▶ [TASK TO CARRY OUT] Output the line containing "of the granite" and all subsequent lines of the listing below, copied exactly, with no other lines.

## start RECORDS SHOWN

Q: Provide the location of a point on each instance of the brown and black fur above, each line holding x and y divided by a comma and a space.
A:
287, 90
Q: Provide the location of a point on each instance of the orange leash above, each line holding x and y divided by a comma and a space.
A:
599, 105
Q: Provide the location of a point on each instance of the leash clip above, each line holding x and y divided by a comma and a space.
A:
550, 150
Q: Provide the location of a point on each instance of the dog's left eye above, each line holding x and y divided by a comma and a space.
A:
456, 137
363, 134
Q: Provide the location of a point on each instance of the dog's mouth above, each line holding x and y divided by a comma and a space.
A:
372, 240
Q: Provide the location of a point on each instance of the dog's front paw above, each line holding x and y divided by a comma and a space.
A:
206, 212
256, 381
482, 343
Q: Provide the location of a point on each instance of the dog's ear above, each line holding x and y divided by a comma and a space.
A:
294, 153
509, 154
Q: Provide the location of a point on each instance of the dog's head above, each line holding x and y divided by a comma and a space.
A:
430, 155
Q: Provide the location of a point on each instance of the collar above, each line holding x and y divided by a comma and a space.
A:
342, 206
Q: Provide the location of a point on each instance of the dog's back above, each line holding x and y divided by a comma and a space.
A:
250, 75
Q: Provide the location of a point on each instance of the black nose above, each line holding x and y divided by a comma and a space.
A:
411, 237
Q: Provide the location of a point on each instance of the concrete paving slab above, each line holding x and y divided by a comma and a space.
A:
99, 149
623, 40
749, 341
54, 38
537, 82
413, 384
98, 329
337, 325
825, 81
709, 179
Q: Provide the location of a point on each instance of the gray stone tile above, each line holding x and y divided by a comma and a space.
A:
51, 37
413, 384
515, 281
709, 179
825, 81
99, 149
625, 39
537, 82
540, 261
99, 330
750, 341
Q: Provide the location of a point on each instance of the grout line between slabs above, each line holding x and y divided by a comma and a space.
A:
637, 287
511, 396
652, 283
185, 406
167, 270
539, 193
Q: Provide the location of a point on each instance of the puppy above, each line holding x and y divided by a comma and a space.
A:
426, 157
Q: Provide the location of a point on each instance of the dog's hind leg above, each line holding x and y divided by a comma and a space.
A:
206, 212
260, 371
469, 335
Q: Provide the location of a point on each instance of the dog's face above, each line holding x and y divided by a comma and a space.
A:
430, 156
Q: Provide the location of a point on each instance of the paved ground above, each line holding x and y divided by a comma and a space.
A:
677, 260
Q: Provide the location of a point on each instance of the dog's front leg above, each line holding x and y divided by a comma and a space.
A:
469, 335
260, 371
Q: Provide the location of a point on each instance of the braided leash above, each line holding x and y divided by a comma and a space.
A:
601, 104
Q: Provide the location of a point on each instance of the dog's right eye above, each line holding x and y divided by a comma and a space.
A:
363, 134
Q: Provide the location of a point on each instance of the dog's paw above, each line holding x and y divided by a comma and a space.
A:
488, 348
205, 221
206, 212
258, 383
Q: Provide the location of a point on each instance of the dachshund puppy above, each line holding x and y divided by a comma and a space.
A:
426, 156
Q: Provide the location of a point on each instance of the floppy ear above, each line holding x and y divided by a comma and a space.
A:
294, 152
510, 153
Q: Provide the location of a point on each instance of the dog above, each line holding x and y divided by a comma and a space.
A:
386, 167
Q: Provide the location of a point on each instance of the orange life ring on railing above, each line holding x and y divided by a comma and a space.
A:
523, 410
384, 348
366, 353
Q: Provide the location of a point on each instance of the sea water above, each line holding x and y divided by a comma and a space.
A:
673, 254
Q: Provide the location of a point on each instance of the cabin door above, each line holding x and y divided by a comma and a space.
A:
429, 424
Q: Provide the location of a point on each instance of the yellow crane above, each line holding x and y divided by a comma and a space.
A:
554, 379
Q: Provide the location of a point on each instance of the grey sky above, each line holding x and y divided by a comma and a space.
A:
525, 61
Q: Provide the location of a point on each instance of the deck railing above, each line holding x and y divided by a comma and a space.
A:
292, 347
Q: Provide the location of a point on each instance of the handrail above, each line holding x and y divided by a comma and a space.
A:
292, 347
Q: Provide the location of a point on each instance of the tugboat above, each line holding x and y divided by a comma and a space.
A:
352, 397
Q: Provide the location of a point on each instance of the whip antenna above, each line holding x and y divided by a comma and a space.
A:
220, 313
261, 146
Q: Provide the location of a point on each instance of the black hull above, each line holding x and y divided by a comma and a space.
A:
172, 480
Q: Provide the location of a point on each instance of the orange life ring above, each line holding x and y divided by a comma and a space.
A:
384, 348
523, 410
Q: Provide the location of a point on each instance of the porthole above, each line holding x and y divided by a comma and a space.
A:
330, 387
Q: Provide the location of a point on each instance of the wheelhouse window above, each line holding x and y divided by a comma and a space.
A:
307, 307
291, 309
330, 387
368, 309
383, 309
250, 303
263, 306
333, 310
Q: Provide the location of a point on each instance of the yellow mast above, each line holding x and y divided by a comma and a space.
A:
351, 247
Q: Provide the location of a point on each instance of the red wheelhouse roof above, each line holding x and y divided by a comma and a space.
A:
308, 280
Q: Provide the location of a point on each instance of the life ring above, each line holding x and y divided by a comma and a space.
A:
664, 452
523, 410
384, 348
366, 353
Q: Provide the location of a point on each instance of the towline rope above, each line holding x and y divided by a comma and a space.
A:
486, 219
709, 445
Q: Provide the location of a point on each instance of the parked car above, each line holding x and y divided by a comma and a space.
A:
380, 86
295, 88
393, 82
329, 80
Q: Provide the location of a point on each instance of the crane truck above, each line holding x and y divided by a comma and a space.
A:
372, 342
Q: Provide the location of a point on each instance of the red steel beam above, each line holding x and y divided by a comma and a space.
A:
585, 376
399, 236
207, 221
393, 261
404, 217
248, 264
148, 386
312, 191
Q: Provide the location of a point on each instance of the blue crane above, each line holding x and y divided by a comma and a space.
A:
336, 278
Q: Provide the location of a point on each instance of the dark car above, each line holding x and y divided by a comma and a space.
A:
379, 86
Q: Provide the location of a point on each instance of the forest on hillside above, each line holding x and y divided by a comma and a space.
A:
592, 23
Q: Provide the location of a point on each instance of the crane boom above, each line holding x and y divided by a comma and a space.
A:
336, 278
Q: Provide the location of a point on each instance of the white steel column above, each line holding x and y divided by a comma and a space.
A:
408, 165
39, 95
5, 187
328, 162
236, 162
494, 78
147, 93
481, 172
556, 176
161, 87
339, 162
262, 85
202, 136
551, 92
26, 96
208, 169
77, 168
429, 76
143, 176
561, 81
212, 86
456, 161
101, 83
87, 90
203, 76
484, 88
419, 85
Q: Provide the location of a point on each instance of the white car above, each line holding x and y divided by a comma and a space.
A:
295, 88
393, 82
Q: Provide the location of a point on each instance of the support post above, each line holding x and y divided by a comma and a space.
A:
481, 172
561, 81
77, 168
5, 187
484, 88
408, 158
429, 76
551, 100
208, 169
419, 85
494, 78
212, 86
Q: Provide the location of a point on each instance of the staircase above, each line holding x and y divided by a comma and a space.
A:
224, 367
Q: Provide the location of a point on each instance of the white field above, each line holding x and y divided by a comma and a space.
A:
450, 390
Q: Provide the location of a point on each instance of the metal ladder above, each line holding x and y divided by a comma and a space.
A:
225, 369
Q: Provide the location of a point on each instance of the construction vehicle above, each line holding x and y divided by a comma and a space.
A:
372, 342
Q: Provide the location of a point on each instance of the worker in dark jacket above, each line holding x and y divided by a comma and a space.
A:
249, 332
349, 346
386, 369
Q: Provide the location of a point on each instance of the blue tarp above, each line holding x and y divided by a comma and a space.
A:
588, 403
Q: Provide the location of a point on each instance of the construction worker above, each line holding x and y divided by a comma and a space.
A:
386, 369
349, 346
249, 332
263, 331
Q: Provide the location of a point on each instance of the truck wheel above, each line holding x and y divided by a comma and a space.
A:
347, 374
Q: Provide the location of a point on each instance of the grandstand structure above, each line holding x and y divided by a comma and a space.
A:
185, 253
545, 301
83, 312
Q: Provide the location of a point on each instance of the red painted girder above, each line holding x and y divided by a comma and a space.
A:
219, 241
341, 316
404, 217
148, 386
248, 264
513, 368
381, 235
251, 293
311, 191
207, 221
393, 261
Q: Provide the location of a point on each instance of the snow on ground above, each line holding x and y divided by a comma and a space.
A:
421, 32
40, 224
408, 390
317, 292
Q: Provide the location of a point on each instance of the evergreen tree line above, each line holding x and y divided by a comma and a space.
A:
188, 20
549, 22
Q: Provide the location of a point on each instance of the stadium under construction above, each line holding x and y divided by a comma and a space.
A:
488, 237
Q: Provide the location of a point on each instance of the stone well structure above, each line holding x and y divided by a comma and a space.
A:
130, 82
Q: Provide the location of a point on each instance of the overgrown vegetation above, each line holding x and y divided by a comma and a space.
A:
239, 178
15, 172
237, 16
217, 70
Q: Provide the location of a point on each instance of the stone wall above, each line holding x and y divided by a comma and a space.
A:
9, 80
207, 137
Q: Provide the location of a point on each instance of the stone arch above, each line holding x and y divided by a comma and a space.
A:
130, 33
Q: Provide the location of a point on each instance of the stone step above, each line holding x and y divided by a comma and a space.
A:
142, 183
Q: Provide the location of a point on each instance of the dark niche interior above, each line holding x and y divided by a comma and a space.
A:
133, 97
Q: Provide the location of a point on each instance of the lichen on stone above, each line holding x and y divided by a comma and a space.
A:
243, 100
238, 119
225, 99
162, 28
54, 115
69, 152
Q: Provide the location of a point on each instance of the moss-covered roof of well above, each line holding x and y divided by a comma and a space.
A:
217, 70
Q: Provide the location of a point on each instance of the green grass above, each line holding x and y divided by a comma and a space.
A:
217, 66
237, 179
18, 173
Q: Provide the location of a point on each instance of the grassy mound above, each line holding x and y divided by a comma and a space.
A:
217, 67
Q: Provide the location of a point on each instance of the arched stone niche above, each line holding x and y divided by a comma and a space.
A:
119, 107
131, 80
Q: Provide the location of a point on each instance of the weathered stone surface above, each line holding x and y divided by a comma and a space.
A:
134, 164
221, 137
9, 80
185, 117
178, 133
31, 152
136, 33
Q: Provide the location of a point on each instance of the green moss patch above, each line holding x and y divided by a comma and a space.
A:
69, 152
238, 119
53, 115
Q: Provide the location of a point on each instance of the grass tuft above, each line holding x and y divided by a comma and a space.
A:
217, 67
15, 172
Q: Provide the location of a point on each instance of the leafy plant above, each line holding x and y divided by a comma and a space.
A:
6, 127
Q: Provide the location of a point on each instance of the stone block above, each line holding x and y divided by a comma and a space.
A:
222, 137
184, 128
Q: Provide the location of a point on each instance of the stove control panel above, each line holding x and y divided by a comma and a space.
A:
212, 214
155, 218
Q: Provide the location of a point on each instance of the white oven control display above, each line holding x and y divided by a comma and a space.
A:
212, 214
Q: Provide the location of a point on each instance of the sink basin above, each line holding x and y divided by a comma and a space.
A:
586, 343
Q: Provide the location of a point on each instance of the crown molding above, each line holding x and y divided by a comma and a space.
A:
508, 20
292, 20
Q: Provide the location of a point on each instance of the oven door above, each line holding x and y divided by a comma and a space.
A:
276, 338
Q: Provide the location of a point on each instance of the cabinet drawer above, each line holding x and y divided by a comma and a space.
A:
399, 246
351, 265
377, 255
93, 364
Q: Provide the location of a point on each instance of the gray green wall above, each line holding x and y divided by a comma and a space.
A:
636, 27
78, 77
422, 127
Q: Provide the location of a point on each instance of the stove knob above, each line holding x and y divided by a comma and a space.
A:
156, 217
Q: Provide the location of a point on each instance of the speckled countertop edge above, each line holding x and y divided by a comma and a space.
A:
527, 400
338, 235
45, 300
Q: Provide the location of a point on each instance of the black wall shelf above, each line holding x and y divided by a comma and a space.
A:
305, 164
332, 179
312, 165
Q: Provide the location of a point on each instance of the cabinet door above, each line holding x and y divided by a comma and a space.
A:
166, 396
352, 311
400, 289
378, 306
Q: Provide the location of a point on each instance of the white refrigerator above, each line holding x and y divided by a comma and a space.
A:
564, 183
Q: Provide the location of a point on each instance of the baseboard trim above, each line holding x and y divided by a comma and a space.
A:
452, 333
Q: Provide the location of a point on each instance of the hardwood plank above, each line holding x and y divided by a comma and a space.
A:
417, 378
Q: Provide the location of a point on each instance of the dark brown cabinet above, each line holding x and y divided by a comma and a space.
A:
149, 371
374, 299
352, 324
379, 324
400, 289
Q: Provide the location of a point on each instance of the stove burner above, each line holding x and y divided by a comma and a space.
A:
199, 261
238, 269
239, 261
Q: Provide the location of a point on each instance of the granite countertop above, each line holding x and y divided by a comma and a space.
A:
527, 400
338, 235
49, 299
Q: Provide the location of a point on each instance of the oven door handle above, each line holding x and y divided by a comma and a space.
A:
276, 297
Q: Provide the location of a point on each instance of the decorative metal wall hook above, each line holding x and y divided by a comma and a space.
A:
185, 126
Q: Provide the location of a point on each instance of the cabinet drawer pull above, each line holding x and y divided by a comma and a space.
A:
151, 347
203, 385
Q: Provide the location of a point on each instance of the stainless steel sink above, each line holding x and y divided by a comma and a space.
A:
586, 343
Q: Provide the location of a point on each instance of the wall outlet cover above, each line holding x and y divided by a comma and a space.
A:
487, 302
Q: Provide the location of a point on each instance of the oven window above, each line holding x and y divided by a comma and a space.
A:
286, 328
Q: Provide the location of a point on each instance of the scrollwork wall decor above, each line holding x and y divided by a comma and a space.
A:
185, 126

## end RECORDS SHOWN

▶ [THE COMPLETED TASK]
Q: Provide the location of a point on each instance of the granite countertop above, each line holding x and y divided by a comma and a space.
A:
527, 400
338, 235
49, 299
Q: Provide the location of a point on each instance of the oven door handle above, each line holding x and y divided by a comma and a space.
A:
276, 297
Q: Provide the location of a point on each instance of the decorative metal wall hook above, each line holding x and y divided by a comma and a space.
A:
185, 126
Q: Provide the location of a point on each instance of the cabinet drawer pull above, each line holding x and y divided by a comma and a space.
A:
151, 347
203, 385
Q: Provide the location of a point on each instance of the stainless steel sink above, each line holding x and y divided by a comma and a space.
A:
586, 343
Q: Provide the location of a point on each instance of the wall outlet cover above, each line holding x and y divided by a comma and a space.
A:
487, 302
Q: Provide the location of a point on each instance of the oven window above, each line holding x and y divided by a comma and a space.
A:
286, 328
Q: Provide the location of a point on each instance of the scrollwork wall decor above, each line holding x and y divided by a comma and a space.
A:
185, 126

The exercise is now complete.